**Reading text:**
* * * * * * * * *

Reviewed by Bailey Pemberton
If you have American Airlines Group on your radar, you are not alone. Many investors are trying to figure out whether this battered airline stock is a bumpy ride or just about to take off. After a pretty volatile year, the stock saw a modest 3% lift last week, but still sits over 30% lower year-to-date. That is a major dip, even for an industry well-known for turbulence. Over both one year and longer three- and five-year periods, American Airlines Group has posted negative total returns, keeping cautious investors on their toes.
Much of the recent volatility has tracked with big swings in oil prices and shifting sentiment about travel demand in the US. As broader market uncertainty flares up, airline stocks often get caught in the crosswinds. American Airlines is no exception. This see-saw in price can send mixed messages, but sometimes, it creates openings for long-term investors.
So, is American Airlines Group a bargain hiding in plain sight, or is the market simply recognizing ongoing risks? When we run the stock through six key valuation checks, the company is undervalued in four of them, with a valuation score of 4 out of 6. That is solid, but what does it actually mean for your portfolio?
Let’s break down how each valuation approach paints a picture of American Airlines Group’s potential and why some investors choose to dig even deeper than the usual methods before making a move.

* * * * * * * * *

**Directive 1:**
List every time period over which the American Airlines stock article reports how the stock has performed.
**Directive 2:**
Answer these questions from the American Airlines stock article:
(a) By what percentage did the stock rise last week?
(b) What two things has much of the recent volatility tracked with?
(c) In how many of the six valuation checks is the company undervalued?

* * * * * * * * *

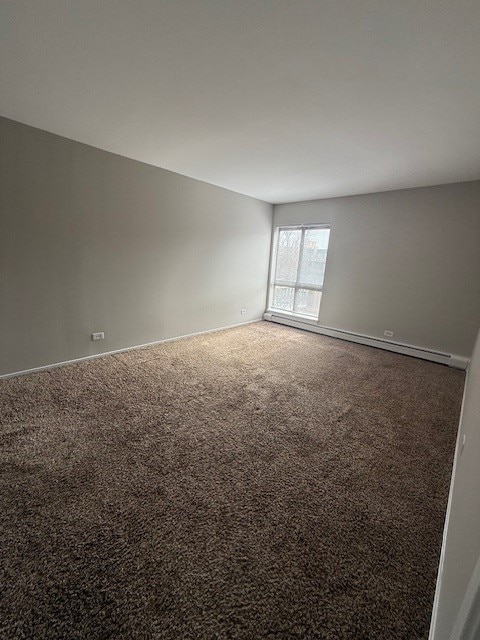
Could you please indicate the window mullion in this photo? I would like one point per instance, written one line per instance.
(299, 266)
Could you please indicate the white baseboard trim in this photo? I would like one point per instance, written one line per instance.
(452, 360)
(65, 363)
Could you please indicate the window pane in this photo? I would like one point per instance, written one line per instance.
(288, 254)
(314, 256)
(283, 298)
(308, 302)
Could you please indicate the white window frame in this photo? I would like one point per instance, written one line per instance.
(297, 284)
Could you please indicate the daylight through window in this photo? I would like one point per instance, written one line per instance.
(297, 283)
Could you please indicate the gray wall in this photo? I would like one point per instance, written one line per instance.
(91, 241)
(407, 261)
(462, 547)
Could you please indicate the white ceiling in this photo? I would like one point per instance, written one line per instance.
(279, 99)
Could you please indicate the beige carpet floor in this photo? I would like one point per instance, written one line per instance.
(259, 482)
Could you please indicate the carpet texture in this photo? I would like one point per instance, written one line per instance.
(259, 482)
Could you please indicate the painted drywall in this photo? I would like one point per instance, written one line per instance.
(91, 241)
(461, 549)
(406, 261)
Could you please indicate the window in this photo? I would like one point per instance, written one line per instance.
(299, 268)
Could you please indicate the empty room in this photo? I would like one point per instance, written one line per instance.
(239, 318)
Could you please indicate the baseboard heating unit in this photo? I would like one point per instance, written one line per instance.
(452, 360)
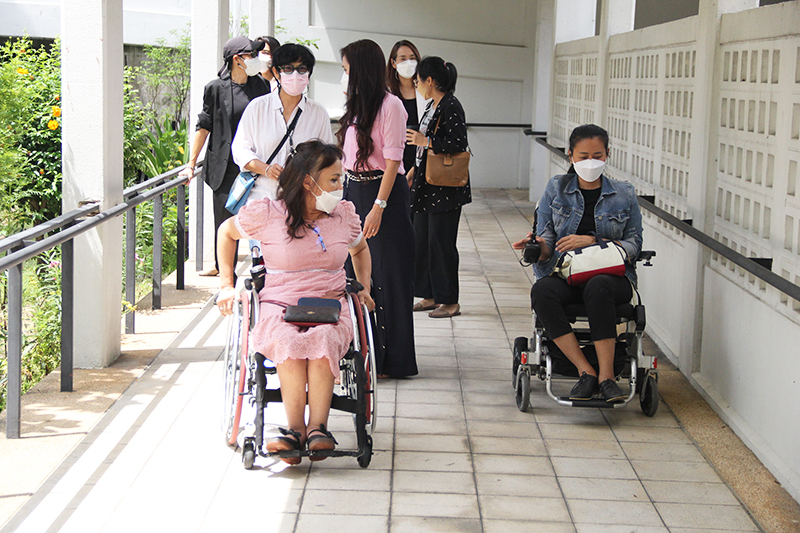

* * * * * * * * *

**Written response 1:**
- Last week
- Year-to-date
- One year
- Three years
- Five years

**Written response 2:**
(a) 3%
(b) Big swings in oil prices and shifting sentiment about travel demand in the US
(c) Four